Top of SOURCE DATA
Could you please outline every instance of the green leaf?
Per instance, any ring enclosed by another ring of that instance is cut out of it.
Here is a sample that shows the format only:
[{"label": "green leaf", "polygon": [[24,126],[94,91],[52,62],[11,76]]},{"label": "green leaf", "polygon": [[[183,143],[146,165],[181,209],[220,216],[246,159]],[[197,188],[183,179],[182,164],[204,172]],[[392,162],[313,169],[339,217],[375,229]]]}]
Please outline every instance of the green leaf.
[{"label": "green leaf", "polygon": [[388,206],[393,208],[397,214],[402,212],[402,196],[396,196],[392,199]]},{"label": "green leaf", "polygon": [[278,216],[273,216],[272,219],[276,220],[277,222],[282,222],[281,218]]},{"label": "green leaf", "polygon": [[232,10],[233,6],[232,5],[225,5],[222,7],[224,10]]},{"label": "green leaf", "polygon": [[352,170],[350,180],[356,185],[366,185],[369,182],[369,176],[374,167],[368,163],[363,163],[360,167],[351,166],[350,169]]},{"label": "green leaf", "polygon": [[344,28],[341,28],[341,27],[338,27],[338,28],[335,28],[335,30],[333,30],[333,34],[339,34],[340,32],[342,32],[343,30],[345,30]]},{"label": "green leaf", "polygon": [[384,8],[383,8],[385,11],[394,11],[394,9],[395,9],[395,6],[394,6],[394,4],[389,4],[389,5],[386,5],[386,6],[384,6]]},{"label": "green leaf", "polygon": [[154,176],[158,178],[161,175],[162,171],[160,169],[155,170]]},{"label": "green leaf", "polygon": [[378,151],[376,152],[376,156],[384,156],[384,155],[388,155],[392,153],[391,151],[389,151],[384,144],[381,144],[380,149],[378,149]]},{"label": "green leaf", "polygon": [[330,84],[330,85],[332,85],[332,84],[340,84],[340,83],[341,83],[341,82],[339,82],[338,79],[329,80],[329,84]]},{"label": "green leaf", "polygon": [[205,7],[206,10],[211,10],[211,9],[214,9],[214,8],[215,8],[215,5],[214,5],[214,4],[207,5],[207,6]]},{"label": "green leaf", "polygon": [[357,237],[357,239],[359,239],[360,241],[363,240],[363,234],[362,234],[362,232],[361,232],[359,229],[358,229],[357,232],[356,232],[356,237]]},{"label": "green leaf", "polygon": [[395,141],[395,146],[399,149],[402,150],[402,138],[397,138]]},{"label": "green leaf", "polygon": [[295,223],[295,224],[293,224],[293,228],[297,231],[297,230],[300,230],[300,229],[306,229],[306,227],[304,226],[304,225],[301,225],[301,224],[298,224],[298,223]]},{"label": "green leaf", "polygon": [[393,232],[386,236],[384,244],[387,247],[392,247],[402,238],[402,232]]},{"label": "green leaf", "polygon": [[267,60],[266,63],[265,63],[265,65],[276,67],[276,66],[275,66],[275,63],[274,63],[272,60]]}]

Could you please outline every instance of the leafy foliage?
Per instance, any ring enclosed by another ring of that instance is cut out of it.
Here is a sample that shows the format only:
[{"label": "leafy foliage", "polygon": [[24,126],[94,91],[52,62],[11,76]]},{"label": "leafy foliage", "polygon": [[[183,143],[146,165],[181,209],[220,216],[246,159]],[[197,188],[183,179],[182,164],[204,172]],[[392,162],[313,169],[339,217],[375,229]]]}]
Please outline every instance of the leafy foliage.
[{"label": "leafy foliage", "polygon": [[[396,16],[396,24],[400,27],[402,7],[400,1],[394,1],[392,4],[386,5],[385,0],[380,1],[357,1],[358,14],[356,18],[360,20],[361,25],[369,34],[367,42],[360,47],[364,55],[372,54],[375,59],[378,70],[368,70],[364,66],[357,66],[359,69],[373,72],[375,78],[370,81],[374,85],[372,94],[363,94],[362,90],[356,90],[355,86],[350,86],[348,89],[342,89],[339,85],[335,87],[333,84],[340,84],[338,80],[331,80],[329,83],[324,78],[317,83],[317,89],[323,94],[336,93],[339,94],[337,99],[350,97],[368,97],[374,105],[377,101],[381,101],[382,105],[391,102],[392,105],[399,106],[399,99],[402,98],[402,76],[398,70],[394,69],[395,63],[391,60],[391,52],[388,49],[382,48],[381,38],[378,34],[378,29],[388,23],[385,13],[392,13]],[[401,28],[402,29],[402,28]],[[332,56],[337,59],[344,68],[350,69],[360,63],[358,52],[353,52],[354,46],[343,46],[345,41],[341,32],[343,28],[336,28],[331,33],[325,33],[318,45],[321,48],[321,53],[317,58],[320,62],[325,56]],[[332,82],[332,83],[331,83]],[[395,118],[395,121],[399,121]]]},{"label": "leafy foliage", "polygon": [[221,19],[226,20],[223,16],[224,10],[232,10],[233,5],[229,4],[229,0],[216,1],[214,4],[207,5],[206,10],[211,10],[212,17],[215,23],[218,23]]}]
Bottom of SOURCE DATA
#### EXERCISE
Repeat every record, keeping each word and mark exactly as it is.

#### TASK OUTPUT
Could you please outline every instance of the green leaf?
Per instance, any ring enclosed by another ring of that instance is cut out of it.
Here is a sample that shows the format only:
[{"label": "green leaf", "polygon": [[24,126],[94,91],[52,62],[11,76]]},{"label": "green leaf", "polygon": [[[183,143],[146,165],[181,209],[220,216],[246,159]],[[197,188],[183,179],[182,164],[204,172]],[[392,162],[313,169],[339,217],[375,229]]]}]
Please outline every instance of the green leaf.
[{"label": "green leaf", "polygon": [[388,206],[393,208],[397,214],[402,212],[402,196],[396,196],[392,199]]},{"label": "green leaf", "polygon": [[278,216],[273,216],[272,219],[276,220],[277,222],[282,222],[281,218]]},{"label": "green leaf", "polygon": [[232,10],[233,6],[232,5],[225,5],[222,7],[224,10]]},{"label": "green leaf", "polygon": [[352,170],[350,180],[356,185],[366,185],[369,182],[369,176],[374,167],[368,163],[363,163],[360,167],[351,166],[350,169]]},{"label": "green leaf", "polygon": [[344,28],[341,28],[341,27],[338,27],[338,28],[335,28],[335,30],[333,30],[333,34],[339,34],[340,32],[342,32],[343,30],[345,30]]},{"label": "green leaf", "polygon": [[384,8],[383,8],[385,11],[394,11],[394,9],[395,9],[395,6],[394,6],[394,4],[389,4],[389,5],[386,5],[386,6],[384,6]]},{"label": "green leaf", "polygon": [[154,176],[158,178],[161,175],[162,171],[160,169],[155,170]]},{"label": "green leaf", "polygon": [[378,151],[376,152],[376,156],[384,156],[384,155],[388,155],[392,153],[391,151],[389,151],[384,144],[381,144],[380,149],[378,149]]},{"label": "green leaf", "polygon": [[330,84],[330,85],[332,85],[332,84],[340,84],[340,83],[341,83],[341,82],[339,82],[338,79],[329,80],[329,84]]},{"label": "green leaf", "polygon": [[205,7],[206,10],[211,10],[211,9],[214,9],[214,8],[215,8],[215,5],[214,5],[214,4],[207,5],[207,6]]},{"label": "green leaf", "polygon": [[357,237],[357,239],[359,239],[360,241],[363,240],[363,234],[362,234],[362,232],[361,232],[359,229],[358,229],[357,232],[356,232],[356,237]]},{"label": "green leaf", "polygon": [[395,141],[395,146],[399,149],[402,150],[402,138],[397,138]]},{"label": "green leaf", "polygon": [[295,223],[295,224],[293,224],[293,228],[297,231],[297,230],[300,230],[300,229],[306,229],[306,227],[304,226],[304,225],[301,225],[301,224],[298,224],[298,223]]},{"label": "green leaf", "polygon": [[393,232],[386,236],[384,244],[387,247],[392,247],[402,238],[402,232]]},{"label": "green leaf", "polygon": [[267,60],[266,63],[265,63],[265,65],[276,67],[276,66],[275,66],[275,63],[274,63],[272,60]]}]

Could you please outline every instance of the leafy foliage?
Per instance, any ring enclosed by another ring of that instance is cut out of it.
Here is a sample that shows the format only:
[{"label": "leafy foliage", "polygon": [[24,126],[94,91],[52,62],[11,76]]},{"label": "leafy foliage", "polygon": [[[183,143],[146,165],[181,209],[220,216],[246,159]],[[197,188],[183,179],[182,164],[204,172]],[[392,162],[313,169],[339,217],[375,229]]]}]
Please outline every instance of the leafy foliage.
[{"label": "leafy foliage", "polygon": [[[396,16],[396,24],[400,27],[402,7],[400,1],[394,1],[392,4],[386,5],[385,0],[380,1],[357,1],[358,14],[356,18],[360,20],[361,25],[369,34],[367,42],[360,47],[364,55],[372,54],[375,59],[378,70],[368,70],[364,66],[357,66],[359,69],[373,72],[375,78],[370,81],[374,85],[372,94],[363,94],[362,90],[356,90],[355,86],[350,86],[348,89],[342,89],[339,85],[335,87],[333,84],[340,84],[338,80],[331,80],[329,83],[324,78],[317,83],[317,89],[323,94],[336,93],[339,94],[337,99],[350,97],[368,97],[374,105],[377,101],[381,101],[382,105],[391,102],[392,105],[399,106],[399,99],[402,98],[402,76],[398,70],[394,69],[395,63],[391,60],[391,52],[388,49],[382,48],[381,38],[378,34],[378,29],[388,23],[385,13],[392,13]],[[401,28],[402,29],[402,28]],[[332,56],[337,59],[344,68],[350,69],[360,63],[358,52],[353,52],[354,46],[343,46],[345,41],[341,32],[343,28],[336,28],[331,33],[325,33],[318,45],[321,48],[321,53],[317,58],[320,62],[325,56]],[[332,82],[332,83],[331,83]],[[395,118],[395,121],[399,121]]]},{"label": "leafy foliage", "polygon": [[221,19],[226,20],[223,16],[224,10],[232,10],[233,5],[229,4],[229,0],[216,1],[214,4],[207,5],[206,10],[211,10],[212,17],[215,23],[218,23]]}]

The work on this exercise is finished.